▶ **Problem details**
Reproduce the lines below without any change, from the line that contains "[trace] <item>green shrub</item> -> outlines" through the line that contains "440L253 446L277 442L267", with both of those lines included.

Rows from a data collection:
════════════════

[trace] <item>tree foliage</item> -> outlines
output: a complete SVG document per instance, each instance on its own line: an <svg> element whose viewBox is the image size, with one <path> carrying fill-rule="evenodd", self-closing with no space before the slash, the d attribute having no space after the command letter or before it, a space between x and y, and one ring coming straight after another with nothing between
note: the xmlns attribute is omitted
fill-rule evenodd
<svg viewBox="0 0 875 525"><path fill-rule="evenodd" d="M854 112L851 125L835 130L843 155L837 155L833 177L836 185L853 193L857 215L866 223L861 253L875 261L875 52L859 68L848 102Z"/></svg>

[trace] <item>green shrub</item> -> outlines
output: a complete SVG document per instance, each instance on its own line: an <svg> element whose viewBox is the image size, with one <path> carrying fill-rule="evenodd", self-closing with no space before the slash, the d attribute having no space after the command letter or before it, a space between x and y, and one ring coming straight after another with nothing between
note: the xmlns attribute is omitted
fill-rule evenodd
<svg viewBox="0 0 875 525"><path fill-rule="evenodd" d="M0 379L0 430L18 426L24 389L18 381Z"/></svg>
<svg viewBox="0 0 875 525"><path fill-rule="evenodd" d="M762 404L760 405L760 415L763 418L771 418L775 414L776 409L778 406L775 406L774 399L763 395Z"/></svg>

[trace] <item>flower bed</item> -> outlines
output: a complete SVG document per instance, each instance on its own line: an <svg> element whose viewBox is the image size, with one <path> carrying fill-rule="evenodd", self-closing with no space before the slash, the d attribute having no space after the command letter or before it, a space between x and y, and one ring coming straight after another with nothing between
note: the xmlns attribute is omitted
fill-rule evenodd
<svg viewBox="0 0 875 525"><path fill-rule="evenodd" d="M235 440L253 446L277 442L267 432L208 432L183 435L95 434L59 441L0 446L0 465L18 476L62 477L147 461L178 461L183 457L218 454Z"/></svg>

════════════════

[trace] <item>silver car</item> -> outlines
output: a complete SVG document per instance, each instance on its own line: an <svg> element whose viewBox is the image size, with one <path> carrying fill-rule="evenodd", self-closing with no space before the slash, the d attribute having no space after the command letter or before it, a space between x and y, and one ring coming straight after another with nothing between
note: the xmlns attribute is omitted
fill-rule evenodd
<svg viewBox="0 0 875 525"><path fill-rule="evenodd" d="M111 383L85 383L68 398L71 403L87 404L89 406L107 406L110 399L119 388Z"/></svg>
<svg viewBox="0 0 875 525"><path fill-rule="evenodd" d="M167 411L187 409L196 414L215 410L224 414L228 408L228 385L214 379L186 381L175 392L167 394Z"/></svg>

════════════════

▶ **Response to the exercise**
[trace] <item>green shrub</item> -> outlines
output: a complete SVG document per instance, each instance on its own line: an <svg> element whose viewBox is the image size, with one <path> carrying fill-rule="evenodd", self-closing with no space before the slash, the d attribute having no space after the command letter or before it, a space between x and y, and one ring coming straight after another with nothing between
note: the xmlns attribute is omitted
fill-rule evenodd
<svg viewBox="0 0 875 525"><path fill-rule="evenodd" d="M0 379L0 430L18 426L24 389L18 381Z"/></svg>
<svg viewBox="0 0 875 525"><path fill-rule="evenodd" d="M762 404L760 405L760 415L763 418L771 418L775 414L776 409L778 406L775 406L774 399L763 395Z"/></svg>

[trace] <item>flower bed</item> -> outlines
output: a complete SVG document per instance, each instance on its own line: an <svg> element whose viewBox is the image size, with one <path> carrying fill-rule="evenodd", self-closing with no space before the slash, the d attribute having no space after the command letter or before it, a space between x and y, and one ring coming straight after another with nothing between
note: the xmlns attribute is omitted
fill-rule evenodd
<svg viewBox="0 0 875 525"><path fill-rule="evenodd" d="M235 440L253 446L277 442L267 432L208 432L183 435L95 434L59 441L0 446L0 465L18 476L62 477L147 461L178 461L183 457L218 454Z"/></svg>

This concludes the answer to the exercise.